REQUIREMENT: Would you reproduce all of the entries below, character for character?

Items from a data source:

=== Begin Enclosure ===

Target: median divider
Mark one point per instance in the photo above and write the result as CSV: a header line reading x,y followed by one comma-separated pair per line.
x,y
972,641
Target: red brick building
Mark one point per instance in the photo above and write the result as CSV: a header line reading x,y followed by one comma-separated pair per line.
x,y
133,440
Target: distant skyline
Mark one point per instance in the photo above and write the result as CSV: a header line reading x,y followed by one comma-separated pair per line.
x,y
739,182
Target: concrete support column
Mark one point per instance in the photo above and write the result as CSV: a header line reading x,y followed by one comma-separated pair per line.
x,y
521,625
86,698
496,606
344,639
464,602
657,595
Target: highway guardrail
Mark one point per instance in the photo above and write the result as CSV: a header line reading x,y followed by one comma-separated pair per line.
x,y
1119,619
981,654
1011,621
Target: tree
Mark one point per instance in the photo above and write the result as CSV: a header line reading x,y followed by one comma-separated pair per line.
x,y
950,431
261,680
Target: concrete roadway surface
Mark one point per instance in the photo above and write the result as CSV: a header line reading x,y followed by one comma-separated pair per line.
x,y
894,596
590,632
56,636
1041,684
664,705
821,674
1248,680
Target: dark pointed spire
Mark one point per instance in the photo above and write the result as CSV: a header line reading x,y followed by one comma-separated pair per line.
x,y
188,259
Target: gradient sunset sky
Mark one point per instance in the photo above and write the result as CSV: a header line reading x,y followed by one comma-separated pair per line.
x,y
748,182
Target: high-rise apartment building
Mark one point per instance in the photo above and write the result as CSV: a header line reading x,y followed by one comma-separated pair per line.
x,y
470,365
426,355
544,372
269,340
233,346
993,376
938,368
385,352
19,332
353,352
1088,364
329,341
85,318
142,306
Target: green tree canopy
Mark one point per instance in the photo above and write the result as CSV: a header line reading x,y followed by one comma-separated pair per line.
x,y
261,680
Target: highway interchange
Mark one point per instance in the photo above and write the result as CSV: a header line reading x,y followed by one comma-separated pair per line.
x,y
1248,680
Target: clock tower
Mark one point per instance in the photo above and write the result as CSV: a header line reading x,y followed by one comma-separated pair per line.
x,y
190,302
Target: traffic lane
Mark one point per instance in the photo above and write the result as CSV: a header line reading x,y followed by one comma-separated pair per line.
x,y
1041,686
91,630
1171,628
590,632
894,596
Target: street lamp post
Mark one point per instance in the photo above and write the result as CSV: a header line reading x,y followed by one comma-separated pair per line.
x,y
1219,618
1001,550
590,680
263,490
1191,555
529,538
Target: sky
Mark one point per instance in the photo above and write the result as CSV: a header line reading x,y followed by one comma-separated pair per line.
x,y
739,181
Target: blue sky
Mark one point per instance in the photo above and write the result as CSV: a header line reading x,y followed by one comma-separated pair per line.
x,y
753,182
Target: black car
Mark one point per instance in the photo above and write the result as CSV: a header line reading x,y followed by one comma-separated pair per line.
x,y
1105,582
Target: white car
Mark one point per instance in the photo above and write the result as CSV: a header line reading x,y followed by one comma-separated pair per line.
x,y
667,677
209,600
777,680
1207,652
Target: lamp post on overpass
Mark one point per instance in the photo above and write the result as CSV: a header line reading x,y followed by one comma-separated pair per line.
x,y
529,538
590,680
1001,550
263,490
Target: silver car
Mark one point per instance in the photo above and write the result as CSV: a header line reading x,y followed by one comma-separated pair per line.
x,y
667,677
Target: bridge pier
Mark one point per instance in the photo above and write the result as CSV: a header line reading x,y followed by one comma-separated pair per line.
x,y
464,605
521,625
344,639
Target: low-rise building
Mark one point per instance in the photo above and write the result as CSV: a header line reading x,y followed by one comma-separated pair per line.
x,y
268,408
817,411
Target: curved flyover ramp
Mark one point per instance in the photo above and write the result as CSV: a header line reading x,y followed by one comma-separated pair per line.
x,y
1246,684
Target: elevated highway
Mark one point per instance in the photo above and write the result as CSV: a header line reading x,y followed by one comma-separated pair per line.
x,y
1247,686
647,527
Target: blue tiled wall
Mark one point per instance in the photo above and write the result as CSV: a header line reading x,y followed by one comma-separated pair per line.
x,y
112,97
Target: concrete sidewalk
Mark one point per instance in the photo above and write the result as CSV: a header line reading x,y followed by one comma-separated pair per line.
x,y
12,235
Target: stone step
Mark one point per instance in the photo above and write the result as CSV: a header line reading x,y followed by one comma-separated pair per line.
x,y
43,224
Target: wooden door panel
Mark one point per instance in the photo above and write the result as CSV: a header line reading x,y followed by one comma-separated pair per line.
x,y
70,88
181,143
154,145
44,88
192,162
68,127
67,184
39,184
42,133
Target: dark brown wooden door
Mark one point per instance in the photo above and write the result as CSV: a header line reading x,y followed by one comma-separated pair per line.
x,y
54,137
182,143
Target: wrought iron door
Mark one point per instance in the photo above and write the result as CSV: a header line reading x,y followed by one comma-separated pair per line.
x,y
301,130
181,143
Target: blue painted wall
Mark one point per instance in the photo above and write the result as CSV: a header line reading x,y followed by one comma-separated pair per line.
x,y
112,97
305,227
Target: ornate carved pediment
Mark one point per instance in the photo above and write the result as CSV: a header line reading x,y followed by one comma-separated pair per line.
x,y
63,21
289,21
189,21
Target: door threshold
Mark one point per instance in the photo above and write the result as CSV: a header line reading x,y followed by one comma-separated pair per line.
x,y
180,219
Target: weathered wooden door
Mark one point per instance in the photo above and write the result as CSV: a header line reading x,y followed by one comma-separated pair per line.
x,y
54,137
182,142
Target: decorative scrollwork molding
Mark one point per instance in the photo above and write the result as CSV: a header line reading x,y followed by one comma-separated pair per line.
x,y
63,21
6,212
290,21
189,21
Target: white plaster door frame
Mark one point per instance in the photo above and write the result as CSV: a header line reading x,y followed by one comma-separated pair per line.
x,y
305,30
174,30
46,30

=== End Enclosure ===

REPLY TO THE TASK:
Target: median divider
Mark one point per instance in the photo above and write the result as CSV: a header line reading x,y followed by one comma-separated pair per line.
x,y
972,641
Target: red brick building
Mark one point per instance in the photo above and write the result as CSV: a header line reading x,y followed by one comma-separated pair per line.
x,y
133,440
Target: distant skyline
Mark one point per instance in the photo above and write the result as CSV: a header line reading x,y followed by one comma-separated pair per line.
x,y
739,182
Target: concrete support column
Mark one point per instance in the photo above and write the result as CSV: a header line reading x,y followed by one comma-separated pair per line.
x,y
521,625
86,698
496,606
344,639
464,602
657,595
Target: highway guardrail
Mark one point per instance in the photo above and write the result as CSV: a header line reading x,y followed by one comma-separated pair per line.
x,y
1119,619
981,654
1011,621
Target: tree
Mark one point per instance in the photo above and write the result as CSV: a header line reading x,y followed by one comma-separated pair per line.
x,y
950,431
261,680
Target: concrete roadway surface
Mark one point per instance in the photo above and write the result as CSV: a header line reading x,y followed by one comma-separated pair per line.
x,y
894,596
590,632
56,636
1041,684
664,705
821,674
1248,680
Target: dark pointed spire
Mark one point per instance in the photo above and write the result as CSV: a header line reading x,y followed by one comma-separated pair per line.
x,y
188,259
Target: gradient sunset sky
Mark one point per instance in the photo above and write the result as CSV: a header line reading x,y followed by one comma-separated pair per line.
x,y
748,182
Target: high-rise apartment building
Mark one point per instance in the photo above and write the result as CSV: a header line reading x,y followed by one comma-separated pair per line.
x,y
470,365
426,355
544,372
269,340
233,346
993,376
938,368
385,352
19,332
353,352
1088,364
329,341
85,318
142,306
Target: green tree canopy
Mark one point per instance in the photo above and write the result as CSV: a header line reading x,y followed by one comma-separated pair per line.
x,y
261,680
Target: highway interchange
Mark one point per instance in the photo above and write the result as CSV: a header line reading x,y followed by one comma-separated pair per line.
x,y
1248,680
Target: clock tower
Mark one point per instance in the photo above and write the result as CSV: a header line reading x,y followed by one comma-separated pair per line.
x,y
190,302
Target: traffic lane
Mark one point per instance in the photo above and write the result as CSV: a header line reading x,y followed by one comma-separated pair per line.
x,y
1041,686
91,630
1171,628
590,632
894,596
Target: street lamp post
Mark one point per instance in the photo above and write the result as CSV: a header line reading x,y followed by one comma-separated pair per line.
x,y
1219,618
1001,550
590,680
263,490
1191,555
529,538
Target: sky
Mark one point per instance in the photo above and write the result as CSV: a header line reading x,y followed by one comma-separated pair per line.
x,y
739,181
Target: blue sky
Mark one point per instance in the photo above and write the result as CSV: a header line reading x,y followed by one comma-separated pair per line.
x,y
753,182
Target: black car
Mark one point per instance in the photo above and write the result as CSV: a header line reading x,y followed by one comma-separated pair per line.
x,y
1105,582
Target: white car
Mark one point per instance in the photo above and write the result as CSV: a header line reading x,y followed by one comma-separated pair per line.
x,y
667,677
209,600
777,680
1207,652
Target: lamp post on overpass
Mark one point per instance in the photo above and write the result as CSV: a header line reading x,y followed by one comma-separated pair per line.
x,y
529,538
590,680
1001,550
263,490
Target: silver car
Mark one point per instance in the photo above and write the result as CSV: a header line reading x,y followed by one comma-separated pair per line.
x,y
667,677
Target: bridge pier
Mark one point per instance in the photo above and write the result as CSV: a header line reading x,y followed by one comma-separated pair per line.
x,y
464,605
521,625
344,639
Target: low-rise building
Mark one point per instance in the photo above and write the result as CSV: a header line reading x,y followed by one comma-separated pair per line.
x,y
268,408
817,411
Target: curved flyover ramp
Mark one point per instance in the photo above and write the result as CSV: a header line reading x,y followed by one comma-separated pair per line.
x,y
1246,684
Target: elevated highway
Mark one point per instance in the photo above and write the result as CSV: a header line reading x,y followed by one comma-separated pair per line.
x,y
1247,686
647,527
Target: blue tiled wall
Mark one point per instance in the photo above and write the result as CSV: a header line reading x,y followed by one comma-separated pair per line.
x,y
112,97
Target: concrete sidewalk
Mark one point per instance in the photo above and write the result as CSV: a header line reading x,y followed by one comma-separated pair per line.
x,y
12,235
Target: stone step
Mark one point per instance in the photo above and write the result as CSV: a header line reading x,y followed by one comma-separated pair per line.
x,y
43,224
Target: wooden door panel
Mark one point per instance in the photo above and write the result as CSV: a header line reading x,y followed by one comma-separated pair per line.
x,y
70,88
181,143
154,145
44,88
192,162
68,127
67,184
39,184
42,133
Target: dark brown wooden door
Mark one point per instance in the photo above and write the result as CSV: a header line reading x,y followed by one comma-separated pair per line.
x,y
54,137
182,143
Target: wrought iron door
Mark one point per instance in the photo above and write the result as CSV: a header line reading x,y followed by one comma-separated pair per line.
x,y
301,130
181,143
Target: blue painted wall
Mark one point per instance in the photo above and write the result as CSV: a header line reading x,y followed by one comma-separated pair per line.
x,y
112,97
305,227
Target: ornate carved pediment
Mark one point per instance in the photo above and write the result as CSV: a header line reading x,y followed by one comma-separated pair per line.
x,y
63,21
289,21
189,21
Target: door threshold
Mark one point per instance in the photo above and write the result as CSV: a header line reading x,y followed by one comma-separated pair per line.
x,y
180,219
Target: weathered wooden door
Mark one point per instance in the photo above and write the result as CSV: a header line reading x,y followed by one comma-separated pair per line.
x,y
54,137
182,142
Target: decorative scrollwork molding
Mark one point per instance in the photo above and write the result as CSV: a header line reading x,y followed by one comma-separated pair per line.
x,y
63,21
6,212
290,21
189,21
Target: white plaster door frame
Mark one point per instance in the photo above and write the result as CSV: a header line reading x,y followed by one comma-separated pair per line.
x,y
305,30
174,30
46,30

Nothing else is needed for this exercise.